▶ **Activity**: A faithful copy of every entry is the goal; keep the images out of it.
========================================================================
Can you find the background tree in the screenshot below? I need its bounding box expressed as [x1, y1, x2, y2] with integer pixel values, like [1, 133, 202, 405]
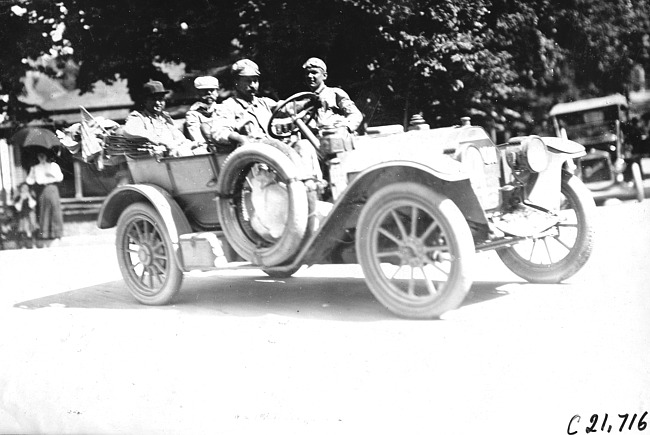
[519, 0, 650, 126]
[238, 0, 529, 127]
[0, 2, 61, 122]
[1, 0, 650, 131]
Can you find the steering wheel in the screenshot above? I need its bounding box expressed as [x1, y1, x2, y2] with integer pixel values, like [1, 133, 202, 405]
[268, 92, 320, 140]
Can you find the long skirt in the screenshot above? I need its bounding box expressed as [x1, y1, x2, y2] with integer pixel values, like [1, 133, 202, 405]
[35, 184, 63, 239]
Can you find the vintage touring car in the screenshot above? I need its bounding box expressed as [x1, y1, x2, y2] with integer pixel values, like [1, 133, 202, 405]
[97, 92, 596, 319]
[549, 94, 648, 203]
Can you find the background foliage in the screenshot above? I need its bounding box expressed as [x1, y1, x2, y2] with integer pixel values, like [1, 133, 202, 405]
[1, 0, 650, 130]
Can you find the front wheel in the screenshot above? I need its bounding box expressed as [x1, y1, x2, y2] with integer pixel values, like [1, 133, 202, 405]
[356, 183, 475, 319]
[497, 172, 596, 283]
[116, 202, 183, 305]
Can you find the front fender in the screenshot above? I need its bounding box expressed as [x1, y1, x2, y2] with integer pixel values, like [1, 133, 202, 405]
[343, 160, 487, 224]
[297, 162, 488, 264]
[527, 138, 586, 210]
[540, 136, 586, 158]
[97, 183, 192, 244]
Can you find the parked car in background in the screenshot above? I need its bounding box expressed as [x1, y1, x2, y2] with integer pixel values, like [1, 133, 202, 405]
[549, 93, 649, 203]
[97, 92, 596, 319]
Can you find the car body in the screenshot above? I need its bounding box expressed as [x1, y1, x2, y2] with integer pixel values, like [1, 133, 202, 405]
[549, 93, 648, 203]
[98, 92, 596, 319]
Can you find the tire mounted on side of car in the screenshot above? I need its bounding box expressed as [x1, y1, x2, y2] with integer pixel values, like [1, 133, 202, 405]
[216, 142, 313, 267]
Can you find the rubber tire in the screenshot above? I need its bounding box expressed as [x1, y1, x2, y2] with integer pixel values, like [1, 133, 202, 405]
[632, 162, 645, 203]
[216, 143, 309, 267]
[262, 265, 302, 278]
[116, 202, 183, 305]
[356, 182, 475, 319]
[497, 171, 596, 283]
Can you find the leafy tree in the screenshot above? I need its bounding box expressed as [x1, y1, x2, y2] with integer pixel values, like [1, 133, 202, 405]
[567, 0, 650, 93]
[0, 2, 62, 121]
[238, 0, 538, 126]
[0, 0, 243, 112]
[2, 0, 650, 130]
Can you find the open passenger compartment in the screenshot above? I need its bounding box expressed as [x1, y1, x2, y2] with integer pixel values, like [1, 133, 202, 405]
[126, 153, 228, 228]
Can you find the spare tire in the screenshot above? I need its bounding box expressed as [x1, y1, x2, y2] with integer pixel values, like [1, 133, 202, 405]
[216, 142, 311, 267]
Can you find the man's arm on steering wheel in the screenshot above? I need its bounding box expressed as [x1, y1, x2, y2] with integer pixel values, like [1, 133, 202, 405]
[267, 92, 321, 140]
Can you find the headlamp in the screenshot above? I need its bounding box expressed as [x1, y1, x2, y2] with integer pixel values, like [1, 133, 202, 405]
[522, 136, 548, 172]
[461, 145, 483, 173]
[506, 136, 548, 173]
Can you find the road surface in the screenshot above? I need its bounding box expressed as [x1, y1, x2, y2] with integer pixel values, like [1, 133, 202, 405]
[0, 201, 649, 434]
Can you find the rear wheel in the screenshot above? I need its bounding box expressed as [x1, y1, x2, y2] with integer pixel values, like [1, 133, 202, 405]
[356, 183, 475, 319]
[497, 172, 596, 283]
[116, 202, 183, 305]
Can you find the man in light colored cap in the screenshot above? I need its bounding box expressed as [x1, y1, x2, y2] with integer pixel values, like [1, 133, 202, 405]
[123, 80, 202, 156]
[184, 76, 220, 145]
[302, 57, 363, 134]
[302, 57, 327, 73]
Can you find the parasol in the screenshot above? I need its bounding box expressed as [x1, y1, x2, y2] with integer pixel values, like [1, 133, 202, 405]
[10, 127, 62, 149]
[10, 127, 62, 170]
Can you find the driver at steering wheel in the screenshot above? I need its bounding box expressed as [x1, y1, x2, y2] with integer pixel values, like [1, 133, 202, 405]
[206, 59, 276, 150]
[206, 59, 322, 179]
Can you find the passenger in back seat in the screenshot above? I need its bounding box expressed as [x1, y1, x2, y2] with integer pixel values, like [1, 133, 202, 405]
[185, 76, 221, 148]
[124, 81, 208, 157]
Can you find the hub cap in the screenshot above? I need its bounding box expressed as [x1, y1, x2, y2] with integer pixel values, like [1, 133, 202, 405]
[122, 217, 169, 294]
========================================================================
▶ **Your solution**:
Can you find the background tree in the screenshot below? I need its bounding box expressed as [x1, y1, x2, y2] with integer pixel values, like [1, 133, 202, 405]
[519, 0, 650, 126]
[238, 0, 529, 127]
[0, 2, 61, 122]
[1, 0, 650, 131]
Can you find the steering wheel in the screenshot above? I need its bounding box expressed as [x1, y1, x2, y2] with integer pixel values, like [1, 133, 202, 405]
[268, 92, 320, 140]
Can you find the long skirt in the screenshot above? I need its bounding box expressed as [x1, y1, x2, y2] with integer pixel values, like [1, 133, 202, 405]
[35, 184, 63, 239]
Can you find the vintage touring car in the screenshot above? I need its bounding box expressed as [x1, y1, x2, y2] with integer pixel values, like [1, 133, 202, 405]
[97, 92, 596, 319]
[549, 94, 648, 203]
Can you find the background foliage in the screenshot above? I need its bounding box expressed as [x1, y1, x2, y2] with integer pixel values, like [1, 133, 202, 405]
[1, 0, 650, 130]
Can you find the front wheel in the screenshot above? I need its bounding box expressed as [x1, y1, x2, y2] with integer pixel values, like [1, 133, 202, 405]
[356, 183, 475, 319]
[497, 172, 596, 283]
[116, 202, 183, 305]
Can you find the front fender in the screenshot above? I need its bounding box expressed as [x1, y1, x2, y2] with integer pixel values, like [1, 133, 202, 405]
[343, 160, 487, 224]
[297, 162, 488, 264]
[527, 138, 586, 210]
[540, 136, 586, 158]
[97, 183, 192, 244]
Can you find the parked car in background in the screenshot above? I need its bounding box expressed as [x1, y1, x2, y2] with integer pixel values, like [1, 133, 202, 405]
[549, 93, 649, 203]
[97, 92, 596, 319]
Can you find the car body in the screenshot above? I need its bounding box expressed as [x1, y1, x2, y2] with integer pixel values, like [1, 133, 202, 405]
[549, 93, 648, 203]
[98, 92, 596, 319]
Can you find the tire mounted on side of car in the screenshot above? I need its bounding box expressed as [x1, y1, x2, y2] with integer pixel values, like [1, 133, 202, 405]
[216, 142, 313, 267]
Can you find the rubber tire in the screenshot above? I need its bounding box expressed as [x1, y1, x2, y2] with integer pixel values, like [1, 133, 202, 405]
[632, 162, 645, 203]
[216, 143, 309, 267]
[262, 265, 302, 278]
[116, 202, 183, 305]
[356, 182, 475, 319]
[497, 171, 596, 283]
Can you find the leafy tree in the screenshot above? I need its bounding box expressed as [x1, y1, x2, y2] with integer pixel values, like [1, 133, 202, 405]
[567, 0, 650, 93]
[0, 2, 62, 121]
[238, 0, 538, 126]
[0, 0, 243, 112]
[2, 0, 650, 130]
Can you find the open passenger compartment in the screenshot above? I need its bounding box expressed as [x1, y1, x2, y2] with integer pixel values, like [1, 133, 202, 405]
[126, 153, 228, 228]
Can you find the spare tire in the screenshot above? I need its bounding box expressed as [x1, y1, x2, y2] with integer pixel values, like [1, 133, 202, 405]
[216, 142, 311, 267]
Can you find the man's arm on steering wheel in the screenshot above? I need its bounding box expressed as [x1, y1, x2, y2] with integer pixel values, like [1, 133, 202, 405]
[267, 92, 321, 140]
Can you find the headlamp in the screenshot above? I need its bounding box expressed as [x1, y1, x2, y2] with integer pixel values, like [1, 133, 202, 405]
[522, 136, 548, 172]
[461, 145, 483, 173]
[506, 136, 548, 173]
Can you find the road surface in the screenshot above? I need its bounding box expressed as [x1, y1, x2, y2] with integer pixel values, like [1, 133, 202, 405]
[0, 201, 649, 434]
Can you find the rear wheel in the screenshot above? I need its bounding box expressed as [x1, y1, x2, y2] with integer pixel values, like [1, 133, 202, 405]
[356, 183, 475, 319]
[497, 172, 596, 283]
[116, 202, 183, 305]
Can you find the man in light colored cap in the screenshot above? I need its bounding box expressed as [x1, y1, x2, y2] with integer pixel values, like [1, 133, 202, 405]
[123, 80, 202, 156]
[184, 76, 220, 145]
[302, 57, 363, 134]
[302, 57, 327, 73]
Can you find the parasol in the screenshot above? I need its bounding box expressed as [x1, y1, x2, y2] with integer pixel values, like [1, 133, 202, 405]
[10, 127, 62, 149]
[10, 127, 62, 170]
Can you find the driver at steering wheel in the screenshot above? I need its bounding box expressed as [x1, y1, x2, y2] with integer pixel values, like [1, 133, 202, 405]
[206, 59, 276, 150]
[206, 59, 322, 179]
Can you find the passenger in back seat in the screenshot above? I need its bounding box expressed as [x1, y1, x2, y2] with integer pixel values, like [1, 133, 202, 405]
[185, 76, 221, 148]
[124, 81, 208, 157]
Can you find the hub cap in the screenshot above? I need its bounding box expressed as [x1, y1, x2, y2] with integer pixel values, like [1, 133, 202, 405]
[122, 217, 169, 294]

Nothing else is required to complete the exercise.